Seit rund zehn Jahren zeichnet Wiemeyer seine Vorlesungen auf. „Der Vortrag im Hörsaal ist flüchtig. Die Studierenden müssen ihn verstehen und gleichzeitig Fragen für sich formulieren. Da geht so manches verloren“, so seine Erfahrung. Daher hat er seine Lehre schon vor Jahren nach dem Prinzip des „Umgedrehten Unterrichts – Inverted Classroom“ ausgerichtet. Das heißt, er stellt seine Vorlesungsaufzeichnung, Folien, Gliederungen, e-Tests, Glossare oder Videos auf der Uni-Lernplattform Moodle ein und seine Studierenden können sich diese Informationen vor dem Vorlesungstermin herunterladen. Bei der eigentlichen Präsenzveranstaltung dann können die Studierenden Fragen stellen, Themen diskutieren. „Dadurch ergeben sich viel mehr Möglichkeiten in der Präsenzveranstaltung; ich bemerke ein deutlich vertieftes Lernen und einen intensiveren Austausch“, betont der Professor.

Live-Chat als Ersatz

Im digitalen Sommersemester verfährt er weiterhin mit seinen Aufzeichnungen so und ersetzt die Präsenztermine durch einen Live-Chat. Jeden Montag und Dienstag ist er im Sommersemester nun zu den Vorlesungszeiten für Fragen seiner Studierenden erreichbar. Ergeben sich außerhalb dieser Zeiten Fragen, hat er ein Forum dafür eingerichtet, geplant sind bei Bedarf auch Online-Sprechstunden. Seminare mit 20 bis 40 Teilnehmenden hält er per Zoom-Konferenz ab, wo alle live zusammenkommen, sich sehen, hören und auch Dokumente austauschen können.

Auf der TU-Lernplattform Moodle finden die Studierenden Übungen, Lernspiele oder Videos. Für seinen Lehrschwerpunkt Bewegung und Training gibt es eine Vielzahl an Filmsequenzen, die Bewegungsabläufe wie etwa für den Hochsprung zeigen. „Die sind sehr anschaulich“, betont er. Ein Vorteil, den die Sportwissenschaft gegenüber abstrakteren Fächern hat.

^^^^^^^^

### [Kurze Übung]
Zähle alle Materialien auf, die Wiemeyer laut dem ersten Absatz des Textes auf Moodle einstellt. Die folgenden Einträge haben mit dem Text nichts zu tun.

(Extrahierte Einträge)
^^^^^^^^

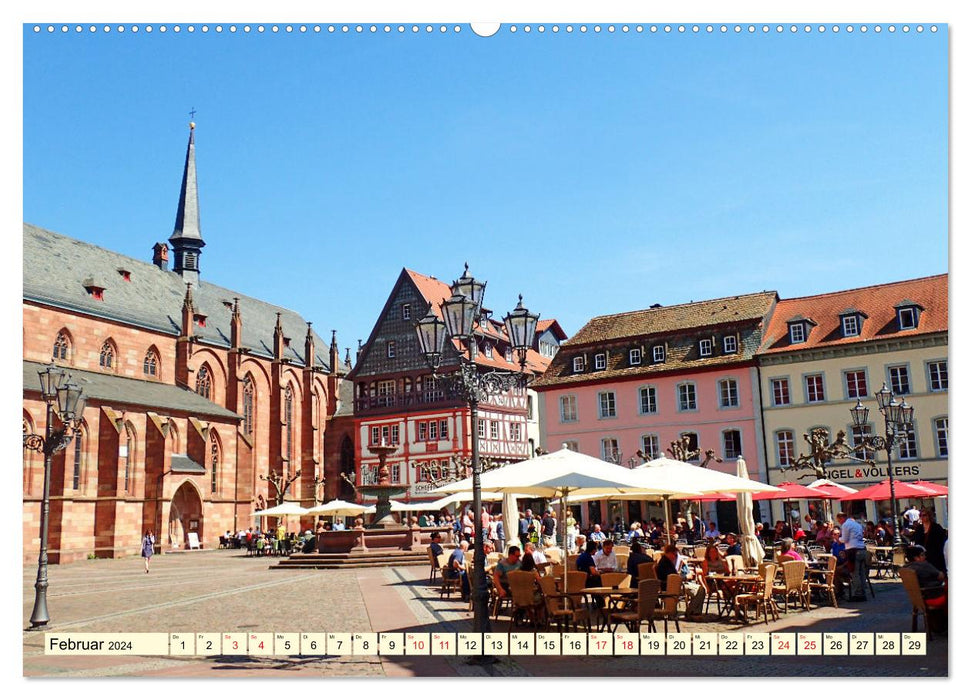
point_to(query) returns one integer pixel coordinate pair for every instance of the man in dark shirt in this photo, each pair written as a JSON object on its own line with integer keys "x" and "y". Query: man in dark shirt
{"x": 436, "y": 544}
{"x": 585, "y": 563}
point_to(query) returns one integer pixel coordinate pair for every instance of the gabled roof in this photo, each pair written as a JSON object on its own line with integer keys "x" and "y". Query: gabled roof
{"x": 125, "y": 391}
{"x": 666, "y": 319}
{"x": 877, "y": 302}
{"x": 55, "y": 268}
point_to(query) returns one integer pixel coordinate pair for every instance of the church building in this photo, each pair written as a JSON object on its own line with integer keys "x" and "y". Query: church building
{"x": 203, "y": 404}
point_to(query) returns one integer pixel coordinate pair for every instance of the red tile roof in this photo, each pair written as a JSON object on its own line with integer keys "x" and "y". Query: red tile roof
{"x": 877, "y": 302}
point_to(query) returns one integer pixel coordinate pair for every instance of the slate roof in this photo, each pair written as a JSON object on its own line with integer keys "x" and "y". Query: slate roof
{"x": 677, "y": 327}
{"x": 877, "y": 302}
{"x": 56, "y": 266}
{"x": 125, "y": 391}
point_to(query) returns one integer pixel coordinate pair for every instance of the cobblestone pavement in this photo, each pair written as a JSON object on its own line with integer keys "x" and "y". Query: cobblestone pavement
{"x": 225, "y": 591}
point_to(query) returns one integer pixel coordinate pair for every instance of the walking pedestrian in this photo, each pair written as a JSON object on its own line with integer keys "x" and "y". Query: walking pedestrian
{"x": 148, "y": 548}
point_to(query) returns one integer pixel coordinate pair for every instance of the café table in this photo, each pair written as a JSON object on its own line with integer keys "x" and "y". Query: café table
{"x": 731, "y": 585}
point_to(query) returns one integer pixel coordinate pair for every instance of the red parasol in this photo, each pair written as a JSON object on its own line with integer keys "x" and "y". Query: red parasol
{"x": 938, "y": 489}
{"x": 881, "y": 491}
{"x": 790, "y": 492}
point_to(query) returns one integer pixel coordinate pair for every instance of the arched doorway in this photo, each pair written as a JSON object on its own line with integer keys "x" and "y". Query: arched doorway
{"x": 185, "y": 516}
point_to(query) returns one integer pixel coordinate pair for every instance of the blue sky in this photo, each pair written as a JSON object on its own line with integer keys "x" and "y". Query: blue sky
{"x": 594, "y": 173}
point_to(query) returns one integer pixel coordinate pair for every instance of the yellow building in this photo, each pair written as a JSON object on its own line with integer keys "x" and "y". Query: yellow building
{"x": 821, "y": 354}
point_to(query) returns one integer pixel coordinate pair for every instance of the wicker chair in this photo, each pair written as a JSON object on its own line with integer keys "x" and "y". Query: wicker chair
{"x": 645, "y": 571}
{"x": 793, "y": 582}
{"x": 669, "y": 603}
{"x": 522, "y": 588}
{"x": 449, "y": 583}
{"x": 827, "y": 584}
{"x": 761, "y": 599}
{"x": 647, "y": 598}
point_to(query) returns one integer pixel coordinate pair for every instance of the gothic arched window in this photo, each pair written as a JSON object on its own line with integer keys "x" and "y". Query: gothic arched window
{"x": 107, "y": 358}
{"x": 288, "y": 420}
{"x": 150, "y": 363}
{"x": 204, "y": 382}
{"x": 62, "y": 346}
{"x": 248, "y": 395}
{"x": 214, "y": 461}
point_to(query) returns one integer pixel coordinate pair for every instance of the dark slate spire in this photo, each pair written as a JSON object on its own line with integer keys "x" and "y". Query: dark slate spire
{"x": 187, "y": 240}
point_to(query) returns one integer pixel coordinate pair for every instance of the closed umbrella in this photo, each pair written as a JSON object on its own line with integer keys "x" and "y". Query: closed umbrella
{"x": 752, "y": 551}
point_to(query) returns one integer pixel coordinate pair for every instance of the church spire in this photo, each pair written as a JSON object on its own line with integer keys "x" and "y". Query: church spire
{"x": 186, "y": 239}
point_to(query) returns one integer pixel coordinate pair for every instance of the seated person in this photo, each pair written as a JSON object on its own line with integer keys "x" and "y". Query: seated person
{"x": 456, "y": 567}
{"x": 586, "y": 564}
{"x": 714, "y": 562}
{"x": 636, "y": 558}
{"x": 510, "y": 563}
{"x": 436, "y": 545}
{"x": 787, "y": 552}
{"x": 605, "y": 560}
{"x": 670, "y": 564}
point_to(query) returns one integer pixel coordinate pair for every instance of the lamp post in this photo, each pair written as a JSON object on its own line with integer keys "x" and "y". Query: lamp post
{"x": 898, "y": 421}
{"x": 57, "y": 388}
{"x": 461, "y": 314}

^^^^^^^^

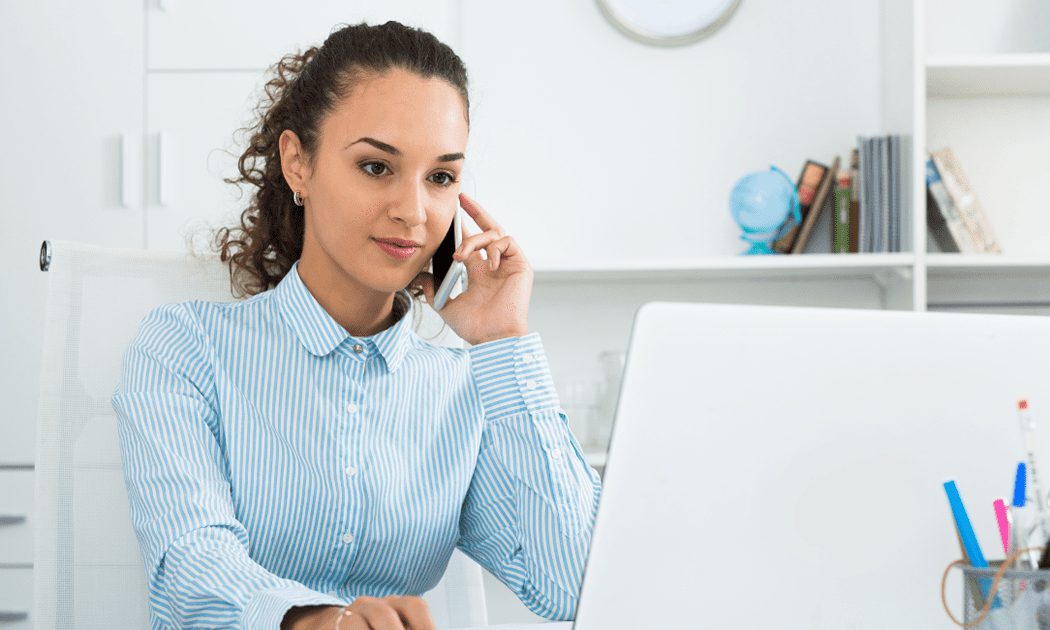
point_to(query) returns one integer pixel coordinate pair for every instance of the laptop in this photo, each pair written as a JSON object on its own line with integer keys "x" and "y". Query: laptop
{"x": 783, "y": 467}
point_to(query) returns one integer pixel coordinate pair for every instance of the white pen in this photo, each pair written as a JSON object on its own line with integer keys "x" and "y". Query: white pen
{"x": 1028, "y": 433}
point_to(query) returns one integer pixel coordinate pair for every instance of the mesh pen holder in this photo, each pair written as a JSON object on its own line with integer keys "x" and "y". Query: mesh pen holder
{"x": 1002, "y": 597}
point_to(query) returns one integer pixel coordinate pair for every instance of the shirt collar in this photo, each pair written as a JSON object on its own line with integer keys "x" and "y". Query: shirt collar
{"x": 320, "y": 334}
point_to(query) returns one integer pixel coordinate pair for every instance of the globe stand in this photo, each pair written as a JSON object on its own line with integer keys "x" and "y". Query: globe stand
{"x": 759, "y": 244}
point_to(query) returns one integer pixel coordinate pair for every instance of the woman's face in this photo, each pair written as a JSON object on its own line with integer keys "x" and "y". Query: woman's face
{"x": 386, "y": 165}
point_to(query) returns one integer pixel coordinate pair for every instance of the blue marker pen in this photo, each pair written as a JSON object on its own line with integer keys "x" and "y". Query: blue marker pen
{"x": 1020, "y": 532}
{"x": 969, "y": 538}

^^^^^^^^

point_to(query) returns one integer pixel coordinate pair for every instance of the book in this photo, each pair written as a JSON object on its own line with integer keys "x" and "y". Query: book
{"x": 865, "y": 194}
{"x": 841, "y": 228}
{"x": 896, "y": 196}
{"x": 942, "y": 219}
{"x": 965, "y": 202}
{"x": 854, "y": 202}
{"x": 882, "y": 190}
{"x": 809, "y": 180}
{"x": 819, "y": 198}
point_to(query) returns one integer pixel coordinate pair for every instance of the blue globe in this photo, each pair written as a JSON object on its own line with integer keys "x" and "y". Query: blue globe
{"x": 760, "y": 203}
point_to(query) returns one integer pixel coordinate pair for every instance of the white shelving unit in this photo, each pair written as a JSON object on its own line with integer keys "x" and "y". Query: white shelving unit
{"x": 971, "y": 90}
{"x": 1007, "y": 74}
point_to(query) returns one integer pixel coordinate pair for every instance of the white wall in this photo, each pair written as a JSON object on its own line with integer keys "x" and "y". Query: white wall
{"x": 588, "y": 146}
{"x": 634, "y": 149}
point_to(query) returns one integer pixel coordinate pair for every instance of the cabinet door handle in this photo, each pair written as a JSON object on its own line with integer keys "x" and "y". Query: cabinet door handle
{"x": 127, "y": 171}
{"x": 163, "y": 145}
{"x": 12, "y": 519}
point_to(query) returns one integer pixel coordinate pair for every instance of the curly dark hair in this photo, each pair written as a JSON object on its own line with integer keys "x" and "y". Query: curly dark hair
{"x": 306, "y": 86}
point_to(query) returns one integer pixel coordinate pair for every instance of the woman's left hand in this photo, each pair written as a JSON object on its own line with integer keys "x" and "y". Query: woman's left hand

^^^^^^^^

### [Antwort]
Vorlesungsaufzeichnung, Folien, Gliederungen, e-Tests, Glossare, Videos